What you are asked to do>
What you output must match the entries exactly, apart from the pictures, which are left out.
[Start of section]
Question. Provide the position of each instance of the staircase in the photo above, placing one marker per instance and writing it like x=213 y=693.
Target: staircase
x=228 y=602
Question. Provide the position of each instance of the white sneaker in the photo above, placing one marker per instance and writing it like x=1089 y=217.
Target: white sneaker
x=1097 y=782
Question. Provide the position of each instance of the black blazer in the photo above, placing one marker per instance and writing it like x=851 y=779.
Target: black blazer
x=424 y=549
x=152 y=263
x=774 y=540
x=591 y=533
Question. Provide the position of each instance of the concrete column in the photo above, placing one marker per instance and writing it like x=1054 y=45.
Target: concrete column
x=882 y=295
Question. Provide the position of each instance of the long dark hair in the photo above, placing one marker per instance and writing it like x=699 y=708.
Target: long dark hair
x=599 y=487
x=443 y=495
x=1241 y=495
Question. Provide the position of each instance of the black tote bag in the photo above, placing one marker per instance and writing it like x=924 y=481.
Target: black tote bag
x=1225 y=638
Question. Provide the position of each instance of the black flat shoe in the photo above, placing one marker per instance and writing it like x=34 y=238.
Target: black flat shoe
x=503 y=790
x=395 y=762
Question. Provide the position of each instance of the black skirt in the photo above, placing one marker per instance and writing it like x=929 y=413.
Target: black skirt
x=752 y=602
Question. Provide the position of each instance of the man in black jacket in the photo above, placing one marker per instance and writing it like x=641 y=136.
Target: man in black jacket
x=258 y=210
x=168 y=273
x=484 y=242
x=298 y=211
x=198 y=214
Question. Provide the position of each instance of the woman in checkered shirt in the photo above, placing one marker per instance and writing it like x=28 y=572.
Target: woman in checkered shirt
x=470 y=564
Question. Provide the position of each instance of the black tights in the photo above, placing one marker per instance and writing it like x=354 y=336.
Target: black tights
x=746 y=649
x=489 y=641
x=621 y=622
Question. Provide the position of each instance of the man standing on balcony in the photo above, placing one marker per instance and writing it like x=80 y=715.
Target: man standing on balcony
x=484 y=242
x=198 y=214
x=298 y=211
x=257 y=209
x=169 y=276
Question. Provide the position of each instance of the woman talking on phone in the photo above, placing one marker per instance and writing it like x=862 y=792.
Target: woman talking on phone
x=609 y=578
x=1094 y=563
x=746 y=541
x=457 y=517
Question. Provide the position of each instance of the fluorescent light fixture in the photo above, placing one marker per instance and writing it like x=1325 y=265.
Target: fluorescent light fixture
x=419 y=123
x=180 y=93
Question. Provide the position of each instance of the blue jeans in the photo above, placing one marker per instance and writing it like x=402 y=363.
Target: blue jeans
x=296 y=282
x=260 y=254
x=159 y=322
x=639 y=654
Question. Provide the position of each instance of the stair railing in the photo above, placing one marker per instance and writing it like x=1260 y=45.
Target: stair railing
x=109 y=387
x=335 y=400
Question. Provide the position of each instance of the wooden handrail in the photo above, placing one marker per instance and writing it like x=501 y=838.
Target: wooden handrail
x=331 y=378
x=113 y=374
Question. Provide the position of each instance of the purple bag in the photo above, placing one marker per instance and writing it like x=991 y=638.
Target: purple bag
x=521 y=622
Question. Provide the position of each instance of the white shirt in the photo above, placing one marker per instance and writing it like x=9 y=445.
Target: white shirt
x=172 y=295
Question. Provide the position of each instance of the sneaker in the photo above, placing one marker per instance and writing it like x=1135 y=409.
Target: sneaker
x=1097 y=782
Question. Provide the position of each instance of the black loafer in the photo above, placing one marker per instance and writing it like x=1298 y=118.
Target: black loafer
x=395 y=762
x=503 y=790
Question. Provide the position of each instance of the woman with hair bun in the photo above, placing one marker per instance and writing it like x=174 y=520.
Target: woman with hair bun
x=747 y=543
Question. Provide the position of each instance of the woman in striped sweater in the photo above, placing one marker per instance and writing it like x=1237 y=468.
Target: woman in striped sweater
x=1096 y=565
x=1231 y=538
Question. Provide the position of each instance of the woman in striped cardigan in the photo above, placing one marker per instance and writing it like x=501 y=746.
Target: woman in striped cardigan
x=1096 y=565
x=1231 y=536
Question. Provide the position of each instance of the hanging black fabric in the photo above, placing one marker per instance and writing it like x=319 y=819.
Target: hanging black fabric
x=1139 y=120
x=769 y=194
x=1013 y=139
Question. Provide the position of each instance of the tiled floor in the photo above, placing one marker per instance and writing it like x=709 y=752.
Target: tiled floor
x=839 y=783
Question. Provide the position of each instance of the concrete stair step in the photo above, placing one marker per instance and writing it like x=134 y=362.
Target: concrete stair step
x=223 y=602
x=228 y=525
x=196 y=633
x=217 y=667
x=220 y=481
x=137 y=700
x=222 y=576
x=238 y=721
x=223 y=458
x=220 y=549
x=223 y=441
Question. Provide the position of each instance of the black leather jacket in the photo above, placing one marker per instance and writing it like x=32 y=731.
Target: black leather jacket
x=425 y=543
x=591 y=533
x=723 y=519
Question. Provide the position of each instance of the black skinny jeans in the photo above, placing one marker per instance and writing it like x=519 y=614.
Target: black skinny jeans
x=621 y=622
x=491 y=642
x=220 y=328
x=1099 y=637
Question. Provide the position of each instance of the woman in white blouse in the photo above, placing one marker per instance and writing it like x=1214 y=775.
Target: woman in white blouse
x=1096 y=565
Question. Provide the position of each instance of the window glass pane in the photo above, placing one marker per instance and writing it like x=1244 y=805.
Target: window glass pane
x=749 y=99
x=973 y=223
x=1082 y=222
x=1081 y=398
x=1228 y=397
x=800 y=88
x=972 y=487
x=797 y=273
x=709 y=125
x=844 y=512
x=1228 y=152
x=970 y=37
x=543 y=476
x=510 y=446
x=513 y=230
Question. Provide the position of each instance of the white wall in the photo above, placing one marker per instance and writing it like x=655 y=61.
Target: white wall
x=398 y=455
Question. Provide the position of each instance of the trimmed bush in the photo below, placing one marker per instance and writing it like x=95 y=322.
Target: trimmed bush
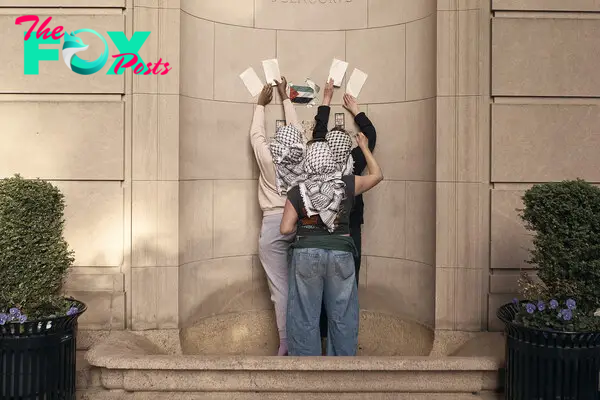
x=34 y=256
x=565 y=220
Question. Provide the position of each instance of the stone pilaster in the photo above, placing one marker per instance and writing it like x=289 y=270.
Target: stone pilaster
x=462 y=229
x=154 y=274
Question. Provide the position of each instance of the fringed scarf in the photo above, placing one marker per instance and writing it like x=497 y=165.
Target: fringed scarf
x=287 y=150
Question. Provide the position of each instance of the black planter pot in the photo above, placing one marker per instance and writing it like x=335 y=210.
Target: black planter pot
x=37 y=358
x=549 y=365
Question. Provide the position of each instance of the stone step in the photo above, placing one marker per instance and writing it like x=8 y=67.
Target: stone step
x=86 y=376
x=133 y=364
x=120 y=395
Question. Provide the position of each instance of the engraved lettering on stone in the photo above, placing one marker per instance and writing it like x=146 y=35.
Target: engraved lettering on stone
x=311 y=2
[End of section]
Exercise output>
Question. Provide the position of each instance of the staircase in the photo above, placing one marker per instance and writing it like x=213 y=693.
Target: staircase
x=228 y=602
Question. Provide the position of each instance of the white sneaker in the photo above, placing one marker per instance and writing it like x=1089 y=217.
Target: white sneaker
x=1097 y=782
Question. Provide the position of each instance of the black blazer in the photo above, placing one marker per instance and writing it like x=851 y=779.
Target: black blazer
x=424 y=549
x=152 y=263
x=774 y=540
x=591 y=533
Question. Provide the position of each instance of the concrete column in the photo above, placing one marker per instance and writing it like x=1054 y=45.
Target: concrete column
x=882 y=295
Question. Provide the position of each instance of the long dark hair in the photo above, placing one marker per instance and writing it like x=699 y=708.
Target: long dark hair
x=599 y=487
x=443 y=495
x=1241 y=495
Question. Provide the position of each instance of the black tote bag in the photo above, placing one marker per instance and writing it like x=924 y=481.
Target: black tote bag
x=1225 y=638
Question. Provide the position of each instance of the black flat shoe in the photo above, placing one marker per instance and writing it like x=34 y=238.
Target: black flat shoe
x=503 y=790
x=395 y=762
Question. Provide the position of each instance of the black skirt in the photo above, placing one marker per instance and writing it like x=929 y=413.
Target: black skirt
x=752 y=602
Question. Provide the position of each instance of the man in black jacket in the photo above, placing one marker per instance and writing it like x=641 y=136.
Target: man in black jacket
x=258 y=210
x=168 y=273
x=484 y=242
x=298 y=211
x=198 y=214
Question. Provide the position of each instance of the woman in checkered shirt in the photo above, placing one marker per instance and writing it like x=28 y=572.
Target: woman in checkered shirt
x=470 y=564
Question. Provide the position of each instance of the black tights in the photo above, placing one marker per instance and writing it like x=354 y=336.
Target: black tights
x=746 y=649
x=489 y=641
x=621 y=622
Question. Provide the position of each instance of the man standing on balcony in the photo above, placing one marker per instance and writing it like x=80 y=715.
Target: man standing on balcony
x=484 y=242
x=198 y=214
x=298 y=211
x=257 y=209
x=169 y=276
Question. Provide the position of each instance of the woman talking on phone in the photo above, placing one marker per instance and writing it like x=862 y=792.
Target: woman talking on phone
x=609 y=578
x=1094 y=563
x=746 y=541
x=457 y=517
Question. Provide the position of each instance of the fluorescent light fixture in the photo above, placing one marker per instance and writing it like x=1325 y=265.
Target: fluorescent light fixture
x=419 y=123
x=180 y=93
Question. Provide the position of each instance of the blue jeans in the photo above, placing one marker per instance and writing it like x=402 y=363.
Target: blue jeans
x=296 y=282
x=260 y=254
x=159 y=322
x=639 y=654
Question. Provide the position of each instance of the stair railing in the photo above, placing one marker per instance and writing it like x=1260 y=45.
Target: stair railing
x=109 y=387
x=335 y=400
Question. Provide the position of each instance of the wooden handrail in the photo above, placing one marker per instance and writing it like x=501 y=838.
Target: wooden handrail
x=331 y=378
x=113 y=374
Question. Provide the position of each instance of the purple bag in the photo above, placing one marker per instance and writing it like x=991 y=638.
Target: purple bag
x=521 y=622
Question. Provide the position of each instance of the white shirt in the photo above, placing one marker per instance and writing it like x=9 y=445.
Target: white shirt
x=172 y=295
Question. Provide the position of each instance of the sneaker in the photo above, placing one marker per instance and writing it like x=1135 y=409.
Target: sneaker
x=1097 y=782
Question. Provide the position of each instance of the black loafer in the photo above, placing one marker per instance and writing it like x=1298 y=118.
Target: black loafer
x=395 y=762
x=503 y=790
Question. Provide the position of each instance of the woman with hair bun in the photo above, placing one marker per instance and writing it like x=174 y=520.
Target: woman with hair bun
x=747 y=543
Question. Provide the position of each instance of the woman in striped sweater in the photo above, placing one marker per instance and writing it like x=1237 y=468.
Target: woman in striped sweater
x=1096 y=565
x=1231 y=538
Question. Provide the position of each instance of the woman in striped cardigan in the photo above, placing one marker per instance and writing it like x=501 y=746.
Target: woman in striped cardigan
x=1096 y=565
x=1231 y=536
Question. Provide the position of each instance of the hanging black fabric in the photo above, placing one marker per instance and writing it like x=319 y=819.
Target: hanging black fabric
x=1139 y=120
x=769 y=194
x=1013 y=139
Question. Provide the position of each instance of the tiled floor in the photo above, placing one marker per instance and writing it like x=709 y=752.
Target: tiled floor
x=839 y=783
Question. Provide the position of each instance of the concrete stair step in the photo above, placing one marker per instance and writing it like x=134 y=362.
Target: concrete stair step
x=223 y=602
x=228 y=525
x=196 y=633
x=217 y=667
x=220 y=481
x=137 y=700
x=222 y=576
x=238 y=721
x=223 y=458
x=220 y=549
x=223 y=441
Question. Provide the position of each instance of the black leather jacket in the photo above, placing one marker per instance and writing it like x=32 y=731.
Target: black leather jacket
x=425 y=543
x=591 y=533
x=723 y=519
Question. Provide the position of each instance of the black skinny jeans in the photo above, placing one marker per instance and writing it like x=519 y=614.
Target: black skinny jeans
x=621 y=622
x=491 y=642
x=220 y=328
x=1099 y=637
Question. Provide the position of each instance of the woman in white blouse in the photo above, placing one marker per instance and writing it like x=1214 y=775.
Target: woman in white blouse
x=1096 y=565
Question. Provide the position of each instance of the window glass pane in the photo above, placing one marker per instance and writing it like x=1244 y=805.
Target: window glass pane
x=749 y=99
x=973 y=223
x=1082 y=222
x=1081 y=398
x=1228 y=397
x=800 y=88
x=972 y=487
x=797 y=273
x=709 y=125
x=844 y=512
x=1228 y=152
x=970 y=37
x=543 y=476
x=510 y=446
x=513 y=230
Question. Provide the position of each instance of the white wall in the photo above, placing one marker per instance and writing it like x=655 y=61.
Target: white wall
x=398 y=455
Question. Provide the position of each instance of the trimmed bush in the photo below, placing one marker per instance and writing it like x=95 y=322.
Target: trimmed bush
x=34 y=256
x=565 y=220
Question. Provide the position of each instance of the stone pilaster in the photo above, placing one marker per instance and writing it like x=289 y=270.
Target: stone pilaster
x=462 y=229
x=154 y=274
Question. Provide the position of each instance of the fringed scarf in the photo above, placing one marker per instance and writing it like x=497 y=165.
Target: fringed scarf
x=287 y=150
Question. Provide the position of each instance of the black planter pot in the photo above, placing one marker per instance and writing it like x=335 y=210.
Target: black planter pot
x=37 y=358
x=549 y=365
Question. Provide the position of each instance of the stone step in the photo above, placing one marker per instance and writing it like x=8 y=67.
Target: stone step
x=86 y=376
x=133 y=364
x=120 y=395
Question. Provide the position of each instance of the engraved lettering on stone in the photo above, placing one marker per instance and writing it like x=146 y=35.
Target: engraved lettering on stone
x=311 y=2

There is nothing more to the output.